## [STUDY TEXT]
▼
Even with gas prices at the highest level in 6 years, demand is outpacing supplies.
High Gas Prices No Deterrent To Demand
U.S. retail gasoline prices show no sign of letting up this summer as demand continues to outpace supplies, analysts told Zenger.
The long July 4 holiday weekend led to big spikes in demand as U.S. travelers sought to make up for the strict social restrictions in place during the height of the pandemic last year. That strong appetite spilled over into the shortened work week too, with GasBuddy reporting that demand levels July 6 were higher than the same day in 2019, before the pandemic.
Travel club AAA reported a national average retail price for a gallon of regular unleaded gasoline at $3.14, a slight increase from last week and nearly 3 percent higher than one month ago.
Patrick DeHaan, the senior petroleum analyst for GasBuddy, told Zenger holiday demand was a “blockbuster.”
“There is no sign at all that demand is slowing down,” DeHaan said from Chicago.
The last time retail gasoline prices were this high was the second week of October 2014, according to federal data. On top of mounting inflation, gasoline prices are starting to rattle nerves in the U.S. economy. Before the holiday weekend, the White House said it was monitoring the situation.
Matthew Kohlman, an associate editorial director for clean products analysis at S&P Global Platts, said from Houston that refineries are working hard to keep up with the demand, as prices have done little to dampen consumer appetites despite mounting inflation.
“Refiners are running as hard right now as they usually do for any non-pandemic year,” he said.
Those refiners, however, have been forced to turn to the market to buy up extra supplies to meet their supply obligations, he added, suggesting that supply-side problems in the U.S. market are not letting up.
In the domestic market, supplies are indeed tight, but it’s not as bad as early this year when a ransomware attack shut down the Colonial pipeline, which meets about half of the East Coast demand for fuels.
Kohlman added that it wasn’t just a U.S. issue, however, as decisions from Organization of the Petroleum Exporting Countries and its allies, in a group known as OPEC+, have upended the market.
A recent meeting ended without conclusion as Saudi Arabia, the de facto leader of OPEC, sparred with the United Arab Emirates over production allotments, causing wide intra-day swings in the price of oil.
The price for crude oil accounts for the bulk of the price at the pump. While down on the day Wednesday, the price for Brent crude oil, the global benchmark, was around $73 per barrel, the highest since well over a year ago.
Key data points on supplies will be published by the federal government on Thursday, a day later than usual because of the July 4 holiday.
Patricia Hemsworth, a senior vice president at Paragon Markets, said that she expects data to show gasoline inventories declined by 2.3 million barrels last week, also showing refineries are struggling to keep up.
Some of the supply-side shortage could be made up by foreign imports.
On Wednesday, the U.S. Energy Information Administration, part of the Energy Department, said it expected the national average price at the pump to cool down during the second half of the year.
The federal agency estimates an average retail price of $2.92 per gallon during the second half of this year and $2.74 per gallon for 2022.
▲
## [TASK BRIEF]
Reproduce the passage of the gas prices article between "The price for crude" and "by foreign imports.", inclusive.

## [ENTRIES SHOWN]
▼
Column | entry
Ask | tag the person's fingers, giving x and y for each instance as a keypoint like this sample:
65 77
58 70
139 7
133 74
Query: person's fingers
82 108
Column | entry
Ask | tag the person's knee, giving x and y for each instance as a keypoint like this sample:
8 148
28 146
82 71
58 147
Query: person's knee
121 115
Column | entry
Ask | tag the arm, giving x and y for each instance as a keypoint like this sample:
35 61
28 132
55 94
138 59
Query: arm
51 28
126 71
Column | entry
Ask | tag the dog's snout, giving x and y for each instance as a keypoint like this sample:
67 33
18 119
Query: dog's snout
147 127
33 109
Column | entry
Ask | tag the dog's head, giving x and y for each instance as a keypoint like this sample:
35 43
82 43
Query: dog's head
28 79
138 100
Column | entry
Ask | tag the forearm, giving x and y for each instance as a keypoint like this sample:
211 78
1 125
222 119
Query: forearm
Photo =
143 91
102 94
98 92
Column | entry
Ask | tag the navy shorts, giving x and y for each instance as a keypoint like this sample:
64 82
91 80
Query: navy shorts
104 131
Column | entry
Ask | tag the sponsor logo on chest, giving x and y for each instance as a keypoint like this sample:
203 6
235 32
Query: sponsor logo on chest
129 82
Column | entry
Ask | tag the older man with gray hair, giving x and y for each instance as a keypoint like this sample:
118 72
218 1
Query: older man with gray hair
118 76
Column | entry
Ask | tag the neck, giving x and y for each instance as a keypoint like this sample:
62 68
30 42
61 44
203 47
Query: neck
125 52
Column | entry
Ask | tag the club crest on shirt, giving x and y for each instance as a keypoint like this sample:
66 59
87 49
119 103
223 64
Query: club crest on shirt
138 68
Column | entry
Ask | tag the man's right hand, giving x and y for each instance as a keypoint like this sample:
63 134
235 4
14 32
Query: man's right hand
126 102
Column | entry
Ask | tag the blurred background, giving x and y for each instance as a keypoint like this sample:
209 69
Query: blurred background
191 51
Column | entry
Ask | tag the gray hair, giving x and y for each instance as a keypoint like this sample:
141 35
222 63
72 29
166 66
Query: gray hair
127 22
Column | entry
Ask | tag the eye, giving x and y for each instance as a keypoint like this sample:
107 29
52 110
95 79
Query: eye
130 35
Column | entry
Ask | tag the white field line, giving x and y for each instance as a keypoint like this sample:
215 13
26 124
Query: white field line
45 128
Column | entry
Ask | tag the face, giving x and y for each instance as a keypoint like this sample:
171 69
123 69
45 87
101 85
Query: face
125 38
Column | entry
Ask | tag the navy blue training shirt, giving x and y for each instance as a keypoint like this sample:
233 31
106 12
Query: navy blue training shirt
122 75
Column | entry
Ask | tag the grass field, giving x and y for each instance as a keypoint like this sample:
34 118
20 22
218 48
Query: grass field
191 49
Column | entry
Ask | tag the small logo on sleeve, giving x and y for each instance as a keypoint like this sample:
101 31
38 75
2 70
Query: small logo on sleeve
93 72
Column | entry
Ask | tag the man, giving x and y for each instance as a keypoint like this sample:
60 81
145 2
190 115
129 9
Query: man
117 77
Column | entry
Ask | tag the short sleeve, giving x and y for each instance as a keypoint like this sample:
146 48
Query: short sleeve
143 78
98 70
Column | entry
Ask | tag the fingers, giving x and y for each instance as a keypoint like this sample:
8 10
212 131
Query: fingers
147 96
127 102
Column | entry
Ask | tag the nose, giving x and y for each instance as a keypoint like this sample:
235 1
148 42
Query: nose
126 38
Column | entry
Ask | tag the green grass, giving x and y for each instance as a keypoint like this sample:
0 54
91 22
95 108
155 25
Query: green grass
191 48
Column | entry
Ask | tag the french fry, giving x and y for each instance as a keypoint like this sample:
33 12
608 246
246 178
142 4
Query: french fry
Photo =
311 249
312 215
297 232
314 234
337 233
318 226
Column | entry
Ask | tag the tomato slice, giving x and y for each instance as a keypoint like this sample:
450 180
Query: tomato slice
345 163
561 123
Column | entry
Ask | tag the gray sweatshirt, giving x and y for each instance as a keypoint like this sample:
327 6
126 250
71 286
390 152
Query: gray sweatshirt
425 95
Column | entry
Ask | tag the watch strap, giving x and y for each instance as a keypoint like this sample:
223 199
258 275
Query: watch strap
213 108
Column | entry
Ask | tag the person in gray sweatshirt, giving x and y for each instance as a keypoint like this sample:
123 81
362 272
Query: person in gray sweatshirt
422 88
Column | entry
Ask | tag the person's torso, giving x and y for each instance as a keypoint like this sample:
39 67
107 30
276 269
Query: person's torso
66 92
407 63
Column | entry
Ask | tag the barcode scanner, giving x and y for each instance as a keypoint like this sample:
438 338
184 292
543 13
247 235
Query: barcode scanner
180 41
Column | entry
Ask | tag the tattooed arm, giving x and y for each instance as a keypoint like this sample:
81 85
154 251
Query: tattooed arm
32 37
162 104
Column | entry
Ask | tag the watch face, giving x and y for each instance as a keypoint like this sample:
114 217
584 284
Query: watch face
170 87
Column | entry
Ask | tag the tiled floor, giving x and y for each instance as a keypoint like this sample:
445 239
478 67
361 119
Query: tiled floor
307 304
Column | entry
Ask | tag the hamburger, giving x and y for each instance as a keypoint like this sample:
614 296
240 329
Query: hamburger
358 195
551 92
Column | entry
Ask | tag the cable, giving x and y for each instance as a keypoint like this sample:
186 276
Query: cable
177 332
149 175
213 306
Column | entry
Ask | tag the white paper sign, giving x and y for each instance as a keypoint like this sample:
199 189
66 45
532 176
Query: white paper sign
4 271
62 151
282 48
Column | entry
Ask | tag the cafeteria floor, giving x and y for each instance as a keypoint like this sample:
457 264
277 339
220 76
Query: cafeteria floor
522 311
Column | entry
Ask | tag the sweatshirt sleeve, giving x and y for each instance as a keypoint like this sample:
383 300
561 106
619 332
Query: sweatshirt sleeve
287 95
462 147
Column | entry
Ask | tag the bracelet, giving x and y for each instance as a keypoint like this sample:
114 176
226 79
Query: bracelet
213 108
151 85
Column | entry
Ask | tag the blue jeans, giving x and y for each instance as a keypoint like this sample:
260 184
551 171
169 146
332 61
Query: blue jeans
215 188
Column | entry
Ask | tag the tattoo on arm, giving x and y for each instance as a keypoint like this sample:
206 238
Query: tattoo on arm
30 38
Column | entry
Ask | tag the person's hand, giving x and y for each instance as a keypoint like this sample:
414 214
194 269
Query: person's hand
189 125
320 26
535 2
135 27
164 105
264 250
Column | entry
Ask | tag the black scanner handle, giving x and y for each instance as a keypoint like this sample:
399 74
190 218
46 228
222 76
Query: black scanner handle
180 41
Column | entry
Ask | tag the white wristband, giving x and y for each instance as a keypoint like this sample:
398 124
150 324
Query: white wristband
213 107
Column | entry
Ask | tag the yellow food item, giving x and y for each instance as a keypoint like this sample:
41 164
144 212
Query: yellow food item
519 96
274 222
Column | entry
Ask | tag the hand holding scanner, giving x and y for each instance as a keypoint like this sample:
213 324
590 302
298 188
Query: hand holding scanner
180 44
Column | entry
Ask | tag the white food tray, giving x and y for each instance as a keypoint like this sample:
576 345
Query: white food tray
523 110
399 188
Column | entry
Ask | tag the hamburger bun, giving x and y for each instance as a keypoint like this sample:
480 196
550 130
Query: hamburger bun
▲
## [FINAL ANSWER]
The price for crude oil accounts for the bulk of the price at the pump. While down on the day Wednesday, the price for Brent crude oil, the global benchmark, was around $73 per barrel, the highest since well over a year ago.
Key data points on supplies will be published by the federal government on Thursday, a day later than usual because of the July 4 holiday.
Patricia Hemsworth, a senior vice president at Paragon Markets, said that she expects data to show gasoline inventories declined by 2.3 million barrels last week, also showing refineries are struggling to keep up.
Some of the supply-side shortage could be made up by foreign imports.